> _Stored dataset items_
>>>
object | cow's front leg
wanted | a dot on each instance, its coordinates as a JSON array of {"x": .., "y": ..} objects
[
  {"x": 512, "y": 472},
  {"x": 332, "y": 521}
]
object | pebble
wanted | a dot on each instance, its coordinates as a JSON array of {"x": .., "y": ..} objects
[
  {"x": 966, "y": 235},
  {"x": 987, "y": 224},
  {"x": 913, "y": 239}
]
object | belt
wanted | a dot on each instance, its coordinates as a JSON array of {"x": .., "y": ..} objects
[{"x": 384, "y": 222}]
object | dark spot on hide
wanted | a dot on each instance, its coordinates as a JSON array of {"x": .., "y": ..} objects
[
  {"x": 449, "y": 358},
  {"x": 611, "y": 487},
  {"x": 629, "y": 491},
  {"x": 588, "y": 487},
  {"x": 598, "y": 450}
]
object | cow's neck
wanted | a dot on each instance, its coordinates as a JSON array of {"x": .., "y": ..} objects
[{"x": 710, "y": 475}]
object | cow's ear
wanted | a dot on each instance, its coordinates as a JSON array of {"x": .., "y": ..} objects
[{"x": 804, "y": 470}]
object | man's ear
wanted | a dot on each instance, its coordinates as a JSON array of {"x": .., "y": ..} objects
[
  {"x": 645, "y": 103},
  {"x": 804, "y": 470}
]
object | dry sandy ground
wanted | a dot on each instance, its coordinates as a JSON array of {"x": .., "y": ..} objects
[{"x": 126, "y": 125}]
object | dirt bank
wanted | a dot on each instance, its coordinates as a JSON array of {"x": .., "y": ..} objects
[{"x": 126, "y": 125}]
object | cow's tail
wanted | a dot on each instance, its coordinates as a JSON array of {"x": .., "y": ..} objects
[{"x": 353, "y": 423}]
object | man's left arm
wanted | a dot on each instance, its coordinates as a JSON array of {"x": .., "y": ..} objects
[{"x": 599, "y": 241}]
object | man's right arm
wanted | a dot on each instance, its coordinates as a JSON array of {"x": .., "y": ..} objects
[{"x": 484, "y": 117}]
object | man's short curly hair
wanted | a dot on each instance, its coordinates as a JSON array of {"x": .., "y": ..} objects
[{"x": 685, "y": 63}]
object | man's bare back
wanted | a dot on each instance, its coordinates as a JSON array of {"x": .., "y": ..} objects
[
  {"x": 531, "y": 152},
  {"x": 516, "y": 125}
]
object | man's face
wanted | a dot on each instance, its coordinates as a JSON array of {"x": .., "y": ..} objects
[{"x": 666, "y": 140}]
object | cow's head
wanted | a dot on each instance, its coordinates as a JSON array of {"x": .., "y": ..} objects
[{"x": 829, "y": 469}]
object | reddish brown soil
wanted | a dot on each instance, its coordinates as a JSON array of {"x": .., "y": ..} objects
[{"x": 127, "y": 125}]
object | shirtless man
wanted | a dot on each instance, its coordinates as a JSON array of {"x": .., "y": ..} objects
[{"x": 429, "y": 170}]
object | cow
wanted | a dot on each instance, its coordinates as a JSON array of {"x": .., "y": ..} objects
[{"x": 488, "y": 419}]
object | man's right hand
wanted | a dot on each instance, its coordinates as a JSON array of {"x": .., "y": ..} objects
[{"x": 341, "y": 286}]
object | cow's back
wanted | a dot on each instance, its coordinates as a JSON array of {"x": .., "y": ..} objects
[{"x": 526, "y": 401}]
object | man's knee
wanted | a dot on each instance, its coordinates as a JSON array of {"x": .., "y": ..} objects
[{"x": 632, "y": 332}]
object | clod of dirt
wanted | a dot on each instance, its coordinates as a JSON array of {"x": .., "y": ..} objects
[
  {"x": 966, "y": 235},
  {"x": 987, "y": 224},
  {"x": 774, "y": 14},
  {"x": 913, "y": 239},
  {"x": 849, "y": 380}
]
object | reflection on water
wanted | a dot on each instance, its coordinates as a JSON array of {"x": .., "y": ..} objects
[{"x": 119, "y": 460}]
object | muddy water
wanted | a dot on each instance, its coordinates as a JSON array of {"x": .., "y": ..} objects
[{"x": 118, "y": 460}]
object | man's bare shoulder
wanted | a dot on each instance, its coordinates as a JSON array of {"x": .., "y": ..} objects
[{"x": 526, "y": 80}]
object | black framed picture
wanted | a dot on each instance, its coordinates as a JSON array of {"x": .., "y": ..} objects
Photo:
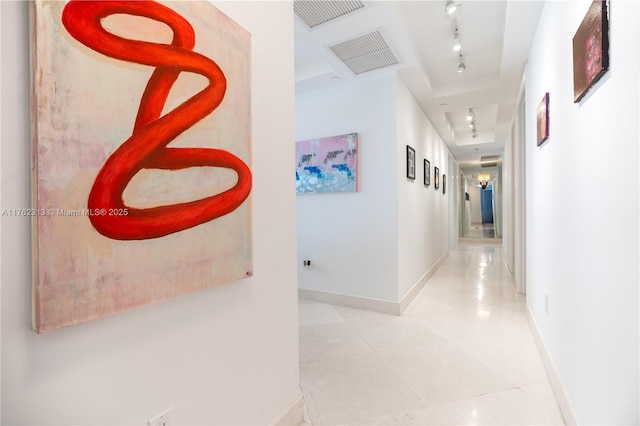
[
  {"x": 411, "y": 163},
  {"x": 427, "y": 173},
  {"x": 591, "y": 49}
]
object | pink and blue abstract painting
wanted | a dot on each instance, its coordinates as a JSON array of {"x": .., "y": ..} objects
[{"x": 327, "y": 164}]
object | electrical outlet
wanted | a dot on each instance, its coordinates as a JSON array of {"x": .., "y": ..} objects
[
  {"x": 163, "y": 419},
  {"x": 546, "y": 303}
]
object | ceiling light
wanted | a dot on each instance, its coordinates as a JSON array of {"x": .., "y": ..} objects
[
  {"x": 450, "y": 7},
  {"x": 470, "y": 115},
  {"x": 461, "y": 66},
  {"x": 457, "y": 44}
]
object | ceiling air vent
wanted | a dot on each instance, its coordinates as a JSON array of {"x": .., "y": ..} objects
[
  {"x": 365, "y": 53},
  {"x": 316, "y": 12},
  {"x": 489, "y": 161}
]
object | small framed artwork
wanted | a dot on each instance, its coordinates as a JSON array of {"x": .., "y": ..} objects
[
  {"x": 427, "y": 173},
  {"x": 543, "y": 119},
  {"x": 411, "y": 163},
  {"x": 591, "y": 49}
]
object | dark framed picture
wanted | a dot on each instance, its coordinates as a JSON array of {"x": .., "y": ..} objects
[
  {"x": 591, "y": 49},
  {"x": 427, "y": 173},
  {"x": 543, "y": 119},
  {"x": 411, "y": 163}
]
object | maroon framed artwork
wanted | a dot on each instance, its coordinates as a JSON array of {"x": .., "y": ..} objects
[
  {"x": 543, "y": 119},
  {"x": 591, "y": 49}
]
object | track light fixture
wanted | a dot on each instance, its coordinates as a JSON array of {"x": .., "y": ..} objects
[
  {"x": 461, "y": 66},
  {"x": 450, "y": 7},
  {"x": 470, "y": 115}
]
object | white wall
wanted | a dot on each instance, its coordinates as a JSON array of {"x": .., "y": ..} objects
[
  {"x": 582, "y": 215},
  {"x": 351, "y": 238},
  {"x": 475, "y": 204},
  {"x": 423, "y": 212},
  {"x": 228, "y": 355},
  {"x": 379, "y": 242}
]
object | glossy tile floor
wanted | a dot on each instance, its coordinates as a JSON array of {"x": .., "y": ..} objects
[{"x": 462, "y": 353}]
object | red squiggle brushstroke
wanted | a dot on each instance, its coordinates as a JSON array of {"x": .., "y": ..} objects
[{"x": 147, "y": 146}]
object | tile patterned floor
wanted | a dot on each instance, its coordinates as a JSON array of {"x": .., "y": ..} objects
[{"x": 462, "y": 353}]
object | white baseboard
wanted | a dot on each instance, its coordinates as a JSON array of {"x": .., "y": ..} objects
[
  {"x": 369, "y": 304},
  {"x": 413, "y": 292},
  {"x": 554, "y": 379},
  {"x": 294, "y": 416},
  {"x": 357, "y": 302}
]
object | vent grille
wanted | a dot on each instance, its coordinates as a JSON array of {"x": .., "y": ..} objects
[
  {"x": 489, "y": 161},
  {"x": 316, "y": 12},
  {"x": 365, "y": 53}
]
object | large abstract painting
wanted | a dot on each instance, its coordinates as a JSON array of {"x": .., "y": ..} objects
[
  {"x": 327, "y": 164},
  {"x": 591, "y": 49},
  {"x": 141, "y": 153}
]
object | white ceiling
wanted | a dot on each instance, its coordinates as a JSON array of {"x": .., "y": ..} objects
[{"x": 496, "y": 39}]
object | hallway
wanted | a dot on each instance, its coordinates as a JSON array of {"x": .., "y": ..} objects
[{"x": 462, "y": 353}]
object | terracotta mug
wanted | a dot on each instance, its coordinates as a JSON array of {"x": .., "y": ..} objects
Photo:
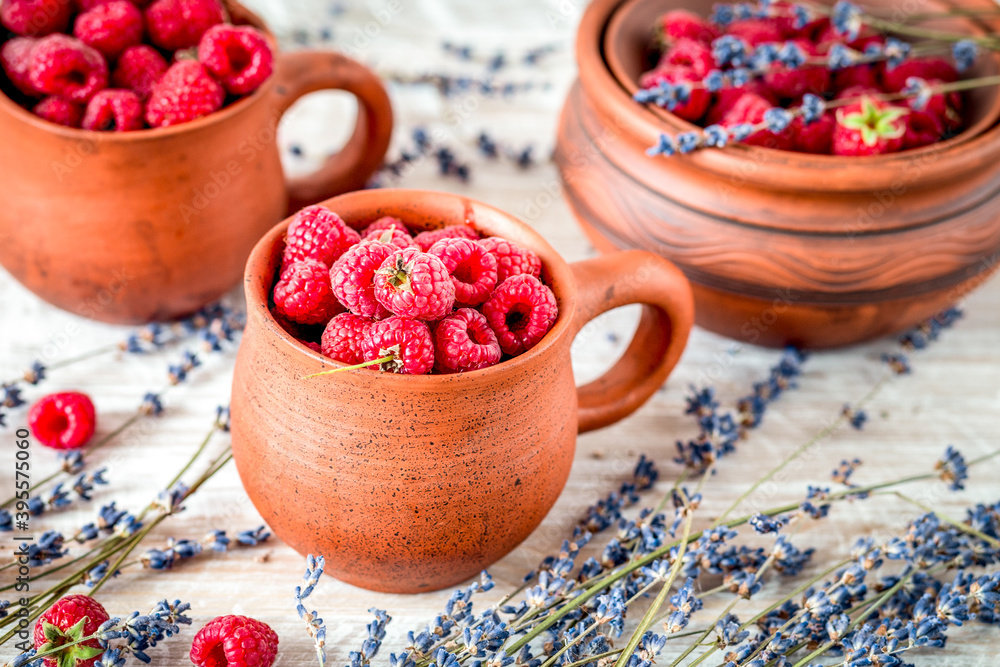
[
  {"x": 414, "y": 483},
  {"x": 150, "y": 225}
]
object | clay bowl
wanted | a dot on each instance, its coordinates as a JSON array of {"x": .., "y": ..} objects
[
  {"x": 150, "y": 225},
  {"x": 780, "y": 247},
  {"x": 414, "y": 483}
]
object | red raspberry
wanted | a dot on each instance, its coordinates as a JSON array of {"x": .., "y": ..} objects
[
  {"x": 750, "y": 109},
  {"x": 520, "y": 312},
  {"x": 35, "y": 18},
  {"x": 185, "y": 92},
  {"x": 512, "y": 259},
  {"x": 785, "y": 82},
  {"x": 426, "y": 239},
  {"x": 15, "y": 56},
  {"x": 58, "y": 623},
  {"x": 869, "y": 127},
  {"x": 415, "y": 284},
  {"x": 63, "y": 421},
  {"x": 698, "y": 100},
  {"x": 755, "y": 32},
  {"x": 463, "y": 341},
  {"x": 114, "y": 110},
  {"x": 110, "y": 28},
  {"x": 682, "y": 24},
  {"x": 473, "y": 269},
  {"x": 238, "y": 56},
  {"x": 59, "y": 111},
  {"x": 303, "y": 293},
  {"x": 342, "y": 338},
  {"x": 139, "y": 68},
  {"x": 407, "y": 341},
  {"x": 234, "y": 641},
  {"x": 65, "y": 66},
  {"x": 317, "y": 233},
  {"x": 179, "y": 24},
  {"x": 689, "y": 53},
  {"x": 353, "y": 276},
  {"x": 894, "y": 79}
]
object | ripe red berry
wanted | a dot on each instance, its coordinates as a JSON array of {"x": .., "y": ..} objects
[
  {"x": 512, "y": 259},
  {"x": 317, "y": 233},
  {"x": 59, "y": 111},
  {"x": 35, "y": 18},
  {"x": 238, "y": 56},
  {"x": 110, "y": 28},
  {"x": 185, "y": 92},
  {"x": 56, "y": 627},
  {"x": 415, "y": 284},
  {"x": 464, "y": 341},
  {"x": 114, "y": 110},
  {"x": 63, "y": 421},
  {"x": 520, "y": 312},
  {"x": 303, "y": 293},
  {"x": 342, "y": 338},
  {"x": 139, "y": 68},
  {"x": 179, "y": 24},
  {"x": 407, "y": 341},
  {"x": 426, "y": 239},
  {"x": 234, "y": 641},
  {"x": 353, "y": 278},
  {"x": 473, "y": 269},
  {"x": 65, "y": 66}
]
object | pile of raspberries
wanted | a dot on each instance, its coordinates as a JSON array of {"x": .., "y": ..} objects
[
  {"x": 867, "y": 126},
  {"x": 123, "y": 65},
  {"x": 441, "y": 301}
]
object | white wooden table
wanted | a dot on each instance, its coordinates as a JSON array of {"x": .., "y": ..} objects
[{"x": 953, "y": 395}]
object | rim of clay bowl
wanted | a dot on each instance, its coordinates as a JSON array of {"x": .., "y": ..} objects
[
  {"x": 241, "y": 16},
  {"x": 598, "y": 65},
  {"x": 555, "y": 270}
]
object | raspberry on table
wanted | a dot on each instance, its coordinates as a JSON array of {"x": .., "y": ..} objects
[
  {"x": 179, "y": 24},
  {"x": 426, "y": 239},
  {"x": 464, "y": 341},
  {"x": 110, "y": 28},
  {"x": 57, "y": 110},
  {"x": 511, "y": 258},
  {"x": 238, "y": 56},
  {"x": 406, "y": 341},
  {"x": 186, "y": 91},
  {"x": 415, "y": 284},
  {"x": 65, "y": 420},
  {"x": 234, "y": 641},
  {"x": 64, "y": 66},
  {"x": 317, "y": 233},
  {"x": 35, "y": 18},
  {"x": 353, "y": 278},
  {"x": 139, "y": 68},
  {"x": 114, "y": 110},
  {"x": 303, "y": 293},
  {"x": 520, "y": 312},
  {"x": 342, "y": 338},
  {"x": 473, "y": 269},
  {"x": 58, "y": 622}
]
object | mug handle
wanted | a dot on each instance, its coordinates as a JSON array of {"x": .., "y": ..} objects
[
  {"x": 618, "y": 279},
  {"x": 302, "y": 72}
]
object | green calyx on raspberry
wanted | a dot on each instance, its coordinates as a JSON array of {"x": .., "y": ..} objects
[
  {"x": 875, "y": 122},
  {"x": 66, "y": 645}
]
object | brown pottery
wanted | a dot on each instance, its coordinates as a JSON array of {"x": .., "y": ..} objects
[
  {"x": 413, "y": 483},
  {"x": 780, "y": 247},
  {"x": 131, "y": 227}
]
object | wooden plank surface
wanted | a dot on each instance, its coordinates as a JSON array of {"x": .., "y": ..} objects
[{"x": 953, "y": 395}]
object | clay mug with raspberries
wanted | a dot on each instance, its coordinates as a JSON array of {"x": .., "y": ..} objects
[
  {"x": 131, "y": 227},
  {"x": 411, "y": 483}
]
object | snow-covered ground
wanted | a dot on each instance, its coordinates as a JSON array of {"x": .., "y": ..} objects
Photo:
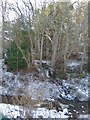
[
  {"x": 30, "y": 85},
  {"x": 13, "y": 111}
]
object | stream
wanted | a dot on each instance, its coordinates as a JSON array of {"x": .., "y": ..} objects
[{"x": 37, "y": 98}]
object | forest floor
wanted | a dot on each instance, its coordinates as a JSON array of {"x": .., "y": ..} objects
[{"x": 30, "y": 95}]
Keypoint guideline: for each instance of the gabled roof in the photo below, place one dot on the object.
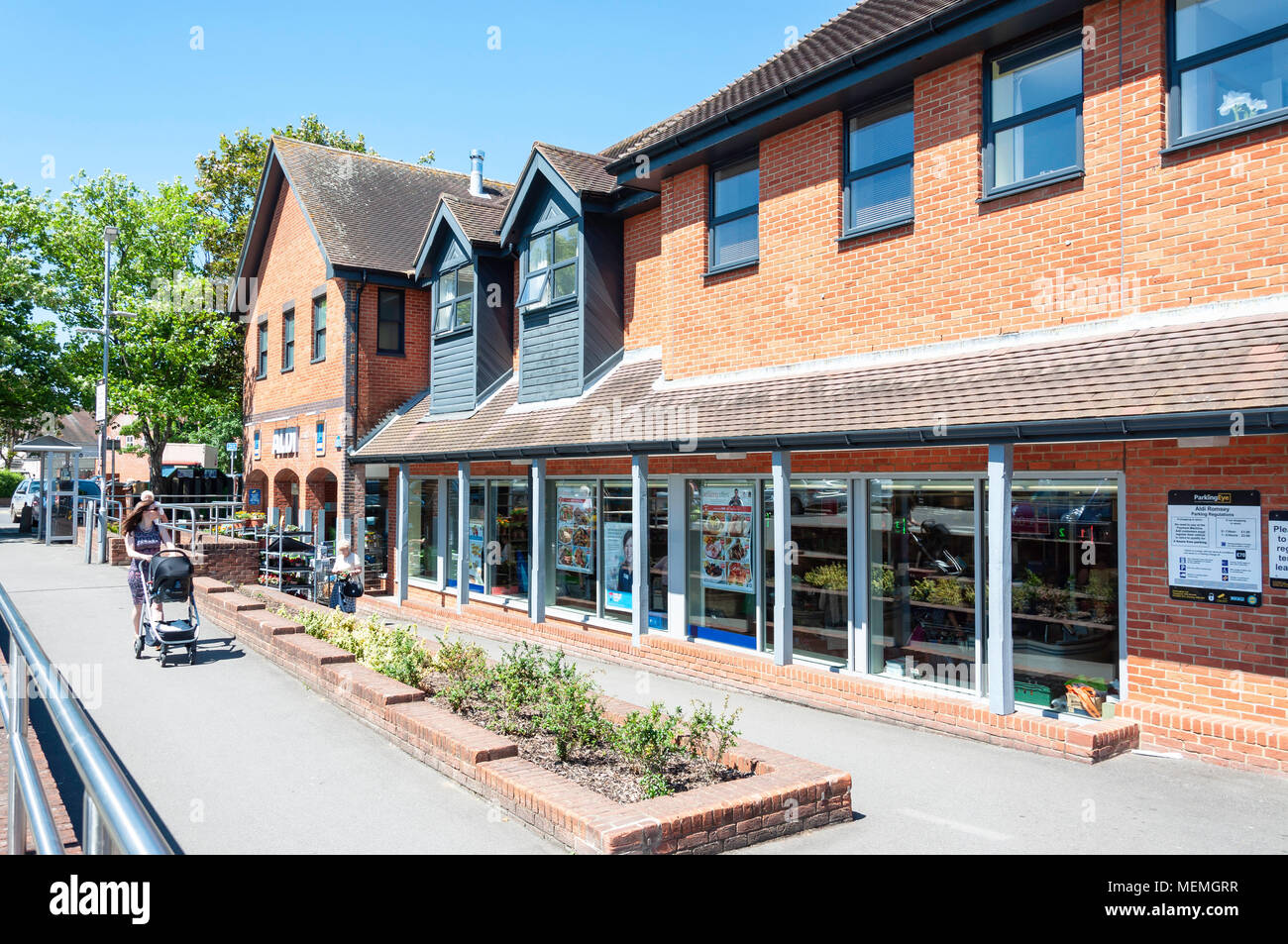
<<<
> _WHAT TO WORK ON_
Your task is to repeat the records exactly. Begin at their first line and stop after the line containing "object | dark spot on hide".

> _WRITTEN RESPONSE_
object | cow's front leg
wanted | a dot on each instance, its coordinates as a JSON array of {"x": .., "y": ..} objects
[
  {"x": 512, "y": 472},
  {"x": 332, "y": 521}
]
object | pebble
wanted | a dot on each instance, its coordinates as a JSON array of {"x": .., "y": ..} objects
[
  {"x": 966, "y": 235},
  {"x": 987, "y": 224},
  {"x": 913, "y": 239}
]
object | belt
wanted | a dot on each instance, its coordinates as a JSON array of {"x": .., "y": ..} objects
[{"x": 384, "y": 222}]
object | dark spot on hide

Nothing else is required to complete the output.